SHORT EXERCISE 1
Return every line of the records below that contains the word "child".

TEXT SECTION
'''

There’s not much guile in a heart that’s always singing songs.
You caught me—that’s Gaidhlig (Scottish Gaelic), not Gaeilge (Irish Gaelic, often just "Irish"). No matter; the Scots are the Irish who found boats. (The Australians are the Irish who got caught.)
As part of my ongoing Guile-Reduction Project, I wanted to share a handful of songs connected somehow to Ireland. I’m posting early so you have a chance to get music like this over the weekend.
The Rambles of Spring
Tommy Makem and Liam Clancy, singing at Bunratty Castle in 1981. Especially good if you’re still recovering from late-winter snow.
My Own Dear Native Land
A favorite (as if the others aren’t) not just because I’m a fan of Cherish the Ladies, but also because the singer is Detroit-born Cathie Ryan.
Mo Ghile Mear
Assembling the list, I didn’t expect to find this bunch of all-stars singing an Irish classic about a Scottish icon-Bonnie Prince Charlie. (Lyrics and translation here.)
‘Sé mo laoch, mo Ghile Mear,
‘Sé mo Chaesar, Ghile Mear,
Suan ná séan ní bhfuaireas féin
Ó chuaigh i gcéin mo Ghile Mear.
He is my hero, my dashing darling
He is my Caesar, dashing darling
I’ve had no rest from forebodings
since he went away, my darling…
The Green Fields of Canada
Mary Dillon’s acapella version of the emigrant song.
The sheep run unsheared and the land’s run to rushes
The handyman’s gone, and the winder of creels
Away across the ocean go journeyman tailors
And fiddlers that flicked out the old mountain reels…
(You can hear a lengthier version sung by Heidi Talbot, and I encourage you to; the site has ads you can avoid by shutting your eyes.)
Brid Óg Ní Mháille
Some might choose to advance to the 45-second mark to skip the intro and get right to the Corrs’ version (in Irish) of about a lost love. Still, the video maker did include English and Spanish translations.

'''

MATERIAL FOR THIS TASK

'''

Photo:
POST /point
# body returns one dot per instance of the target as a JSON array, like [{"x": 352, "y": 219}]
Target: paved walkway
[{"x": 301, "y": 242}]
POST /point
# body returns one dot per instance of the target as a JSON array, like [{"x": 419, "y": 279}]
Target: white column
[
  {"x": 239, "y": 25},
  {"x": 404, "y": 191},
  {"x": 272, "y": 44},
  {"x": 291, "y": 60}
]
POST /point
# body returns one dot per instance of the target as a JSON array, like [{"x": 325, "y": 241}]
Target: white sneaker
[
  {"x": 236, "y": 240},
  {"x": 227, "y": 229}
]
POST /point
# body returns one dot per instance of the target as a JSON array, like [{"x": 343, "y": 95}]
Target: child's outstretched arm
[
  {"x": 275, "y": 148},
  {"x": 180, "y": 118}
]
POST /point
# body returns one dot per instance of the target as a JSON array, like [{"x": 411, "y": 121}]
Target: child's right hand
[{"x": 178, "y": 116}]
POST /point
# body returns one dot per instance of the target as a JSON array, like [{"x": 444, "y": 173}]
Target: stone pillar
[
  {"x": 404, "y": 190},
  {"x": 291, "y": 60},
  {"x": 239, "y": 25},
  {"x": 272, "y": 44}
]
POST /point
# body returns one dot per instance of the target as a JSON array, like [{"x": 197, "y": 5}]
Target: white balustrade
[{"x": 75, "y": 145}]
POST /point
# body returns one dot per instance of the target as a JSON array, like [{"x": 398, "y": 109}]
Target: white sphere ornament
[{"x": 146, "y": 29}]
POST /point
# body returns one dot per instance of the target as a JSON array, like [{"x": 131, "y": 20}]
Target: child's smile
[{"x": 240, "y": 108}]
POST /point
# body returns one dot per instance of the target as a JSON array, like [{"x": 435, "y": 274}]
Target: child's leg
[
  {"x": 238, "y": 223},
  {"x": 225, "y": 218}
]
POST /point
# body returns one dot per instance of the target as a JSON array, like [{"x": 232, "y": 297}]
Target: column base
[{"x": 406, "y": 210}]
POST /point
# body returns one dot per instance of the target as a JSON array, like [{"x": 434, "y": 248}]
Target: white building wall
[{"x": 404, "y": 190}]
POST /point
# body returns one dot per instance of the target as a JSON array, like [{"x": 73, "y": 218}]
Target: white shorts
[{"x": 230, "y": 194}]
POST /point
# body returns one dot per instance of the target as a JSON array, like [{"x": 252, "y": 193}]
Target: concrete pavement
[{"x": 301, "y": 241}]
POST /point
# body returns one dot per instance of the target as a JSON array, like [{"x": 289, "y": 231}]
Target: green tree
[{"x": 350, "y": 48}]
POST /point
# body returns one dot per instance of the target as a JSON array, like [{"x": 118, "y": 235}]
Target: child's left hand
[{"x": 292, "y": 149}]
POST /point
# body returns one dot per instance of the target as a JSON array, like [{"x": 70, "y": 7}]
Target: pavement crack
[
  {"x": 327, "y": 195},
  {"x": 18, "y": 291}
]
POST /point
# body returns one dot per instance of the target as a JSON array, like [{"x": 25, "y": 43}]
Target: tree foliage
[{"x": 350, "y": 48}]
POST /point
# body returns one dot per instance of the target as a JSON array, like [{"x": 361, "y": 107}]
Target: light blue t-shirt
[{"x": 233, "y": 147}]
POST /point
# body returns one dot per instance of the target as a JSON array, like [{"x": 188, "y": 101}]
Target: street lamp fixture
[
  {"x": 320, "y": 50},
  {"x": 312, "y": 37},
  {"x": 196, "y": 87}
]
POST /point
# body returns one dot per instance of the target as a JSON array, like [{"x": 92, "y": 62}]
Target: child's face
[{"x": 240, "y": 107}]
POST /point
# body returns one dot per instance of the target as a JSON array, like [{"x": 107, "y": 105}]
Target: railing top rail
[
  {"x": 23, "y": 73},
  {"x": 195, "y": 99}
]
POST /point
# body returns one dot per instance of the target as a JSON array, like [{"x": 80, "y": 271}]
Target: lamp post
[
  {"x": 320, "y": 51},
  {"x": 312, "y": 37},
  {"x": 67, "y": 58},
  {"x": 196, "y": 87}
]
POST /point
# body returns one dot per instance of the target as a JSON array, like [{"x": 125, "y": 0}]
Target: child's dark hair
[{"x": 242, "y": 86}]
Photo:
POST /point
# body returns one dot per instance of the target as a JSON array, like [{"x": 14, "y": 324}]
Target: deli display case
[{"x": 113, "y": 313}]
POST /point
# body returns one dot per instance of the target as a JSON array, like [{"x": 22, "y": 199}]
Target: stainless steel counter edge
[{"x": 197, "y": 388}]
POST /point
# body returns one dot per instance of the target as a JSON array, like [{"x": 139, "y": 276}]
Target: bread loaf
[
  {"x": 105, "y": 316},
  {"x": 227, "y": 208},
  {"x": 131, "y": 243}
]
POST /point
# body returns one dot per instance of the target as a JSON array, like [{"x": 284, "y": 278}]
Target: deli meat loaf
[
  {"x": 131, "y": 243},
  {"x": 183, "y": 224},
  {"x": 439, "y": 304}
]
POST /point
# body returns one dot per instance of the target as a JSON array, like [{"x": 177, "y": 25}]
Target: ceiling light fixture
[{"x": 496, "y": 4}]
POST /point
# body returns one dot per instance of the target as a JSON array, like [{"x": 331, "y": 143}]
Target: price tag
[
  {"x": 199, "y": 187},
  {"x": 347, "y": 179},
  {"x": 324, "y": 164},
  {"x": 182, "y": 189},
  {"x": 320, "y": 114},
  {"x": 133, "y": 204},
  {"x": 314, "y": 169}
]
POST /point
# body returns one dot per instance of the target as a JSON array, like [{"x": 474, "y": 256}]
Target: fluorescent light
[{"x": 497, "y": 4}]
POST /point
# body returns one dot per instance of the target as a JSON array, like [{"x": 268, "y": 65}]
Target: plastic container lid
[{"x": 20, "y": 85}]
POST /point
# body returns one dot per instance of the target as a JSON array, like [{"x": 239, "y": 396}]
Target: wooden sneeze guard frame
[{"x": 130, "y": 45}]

'''

SHORT EXERCISE 2
Extend the post on songs connected to Ireland, picking up from where it stops.

WRITTEN RESPONSE 1
Target: child's outstretched arm
Target: child's right hand
Target: child's smile
Target: child's leg
Target: child's left hand
Target: child's face
Target: child's dark hair

WRITTEN RESPONSE 2
Oh, Bridget O’Malley, you’ve left my heart breaking
You sent the death pangs of sorrow to pierce my heart sore
A hundred mean are craving for your breathtaking beauty
For certain, you’re the fairest of maidens in Oriel…
The Foggy Dew
Sinéad O’Connor and the Chieftains with perhaps the best-known song about the 1916 Rising in Dublin.
The bravest fell, and the requiem bell
Rang mournfully and clear
For those who died that Easter-tide
In the springing of the year.
An Mhaighdean Mhara
Mairéad Ní Mhaonaigh of Altan sings an old lament, The Mermaid. (Irish lyrics and English translation here.)
The Spanish Lady
Maighread and Triona Ni Dhomhnaill singing a ballad filled with Dublin place names-and with numbers.
Raglan Road
More Dublin place names in Patrick Kavanagh’s song. Performers include Donal Lunny on bouzouki (nearly as Irish as the bodhran), Liam O’Flynn on the uillean pipes, Sean Keane on fiddle, and vocals from Mark Knopfler.
Jimmy Mo Mhíle Stór (Jimmy, My Thousand Treasures)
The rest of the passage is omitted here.